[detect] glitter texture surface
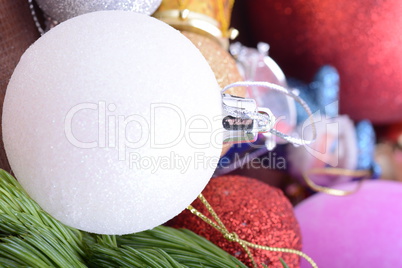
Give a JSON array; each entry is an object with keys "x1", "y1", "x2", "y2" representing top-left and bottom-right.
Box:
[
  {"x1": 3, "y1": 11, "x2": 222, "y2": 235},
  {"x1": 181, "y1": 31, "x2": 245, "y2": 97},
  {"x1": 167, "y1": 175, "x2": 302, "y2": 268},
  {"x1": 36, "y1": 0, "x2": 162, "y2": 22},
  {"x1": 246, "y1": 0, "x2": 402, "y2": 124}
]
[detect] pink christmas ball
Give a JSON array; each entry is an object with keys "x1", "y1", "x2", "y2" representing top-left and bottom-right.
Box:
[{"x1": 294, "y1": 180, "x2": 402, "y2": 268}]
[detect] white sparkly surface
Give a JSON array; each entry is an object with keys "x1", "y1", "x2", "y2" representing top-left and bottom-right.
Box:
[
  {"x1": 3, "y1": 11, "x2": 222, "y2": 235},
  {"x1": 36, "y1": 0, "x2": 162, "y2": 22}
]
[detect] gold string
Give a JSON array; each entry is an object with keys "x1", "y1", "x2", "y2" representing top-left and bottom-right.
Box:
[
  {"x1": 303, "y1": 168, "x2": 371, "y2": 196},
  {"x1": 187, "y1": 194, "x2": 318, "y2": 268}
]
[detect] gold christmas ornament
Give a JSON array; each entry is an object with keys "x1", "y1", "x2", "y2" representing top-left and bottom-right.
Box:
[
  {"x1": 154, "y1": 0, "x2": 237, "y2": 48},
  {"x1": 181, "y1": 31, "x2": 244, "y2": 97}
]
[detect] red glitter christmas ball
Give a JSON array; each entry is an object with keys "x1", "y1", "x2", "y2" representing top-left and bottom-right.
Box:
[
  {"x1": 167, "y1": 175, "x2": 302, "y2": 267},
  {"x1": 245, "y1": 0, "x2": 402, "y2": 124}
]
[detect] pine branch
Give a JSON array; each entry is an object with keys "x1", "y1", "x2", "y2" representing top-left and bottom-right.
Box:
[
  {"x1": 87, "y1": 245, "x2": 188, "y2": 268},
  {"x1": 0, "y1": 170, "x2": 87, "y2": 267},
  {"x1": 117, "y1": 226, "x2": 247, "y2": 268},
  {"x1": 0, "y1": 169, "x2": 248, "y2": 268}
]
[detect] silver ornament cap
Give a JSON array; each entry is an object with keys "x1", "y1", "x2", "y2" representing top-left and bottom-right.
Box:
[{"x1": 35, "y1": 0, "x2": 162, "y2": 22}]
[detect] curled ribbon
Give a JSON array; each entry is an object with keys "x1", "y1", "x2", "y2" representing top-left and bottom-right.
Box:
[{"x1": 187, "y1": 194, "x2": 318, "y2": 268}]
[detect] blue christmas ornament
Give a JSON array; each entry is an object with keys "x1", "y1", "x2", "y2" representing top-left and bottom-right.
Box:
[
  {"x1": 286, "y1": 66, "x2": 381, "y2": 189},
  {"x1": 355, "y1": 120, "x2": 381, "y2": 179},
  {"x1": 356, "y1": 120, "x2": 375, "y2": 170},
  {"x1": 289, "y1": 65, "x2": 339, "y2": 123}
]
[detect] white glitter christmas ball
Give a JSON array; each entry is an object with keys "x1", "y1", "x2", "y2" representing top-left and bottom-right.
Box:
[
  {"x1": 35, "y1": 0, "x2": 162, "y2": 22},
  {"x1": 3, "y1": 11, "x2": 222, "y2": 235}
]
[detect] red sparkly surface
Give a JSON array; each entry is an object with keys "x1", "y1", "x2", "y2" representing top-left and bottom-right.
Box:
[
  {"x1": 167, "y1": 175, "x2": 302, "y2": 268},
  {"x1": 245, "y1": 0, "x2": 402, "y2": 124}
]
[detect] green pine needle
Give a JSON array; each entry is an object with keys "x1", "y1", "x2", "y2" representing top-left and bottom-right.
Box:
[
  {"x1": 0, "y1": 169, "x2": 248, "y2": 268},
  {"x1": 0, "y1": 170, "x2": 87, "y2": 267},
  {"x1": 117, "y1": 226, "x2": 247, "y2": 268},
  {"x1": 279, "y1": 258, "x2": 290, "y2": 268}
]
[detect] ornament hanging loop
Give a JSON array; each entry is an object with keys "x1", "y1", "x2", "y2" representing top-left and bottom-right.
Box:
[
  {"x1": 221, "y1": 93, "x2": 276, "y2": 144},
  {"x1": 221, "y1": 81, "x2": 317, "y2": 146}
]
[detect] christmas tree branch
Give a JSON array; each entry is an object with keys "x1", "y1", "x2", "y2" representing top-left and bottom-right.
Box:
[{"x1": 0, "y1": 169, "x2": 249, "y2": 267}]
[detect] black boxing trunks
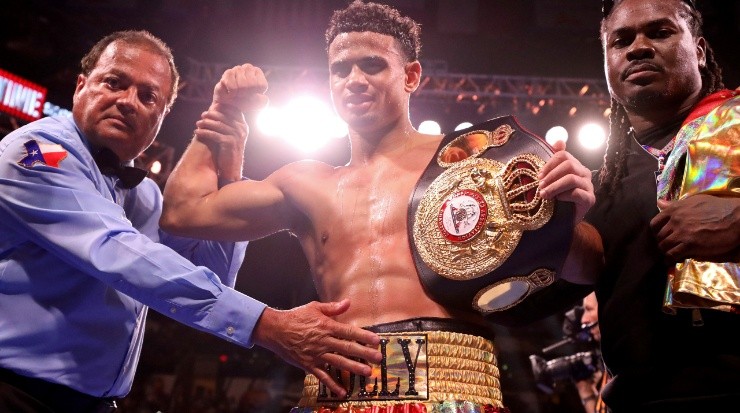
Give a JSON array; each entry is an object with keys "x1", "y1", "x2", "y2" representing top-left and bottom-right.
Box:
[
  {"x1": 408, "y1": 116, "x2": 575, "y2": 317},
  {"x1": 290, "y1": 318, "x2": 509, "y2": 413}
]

------------------------------------------------

● INSTRUCTIONS FOR THE TASK
Exactly as they appear, please return only the lines from the first line of the records through the line containing "[detect] pink christmas ball", both included, leaving out all pictures.

● EXERCISE RESPONSE
[detect] glitter texture surface
Give a JSON array; each entry is an object with keys "x1", "y1", "x2", "y2" representing top-left and bottom-right.
Box:
[
  {"x1": 3, "y1": 11, "x2": 222, "y2": 235},
  {"x1": 181, "y1": 31, "x2": 245, "y2": 97},
  {"x1": 167, "y1": 175, "x2": 302, "y2": 268},
  {"x1": 36, "y1": 0, "x2": 162, "y2": 22},
  {"x1": 246, "y1": 0, "x2": 402, "y2": 124}
]
[detect] pink christmas ball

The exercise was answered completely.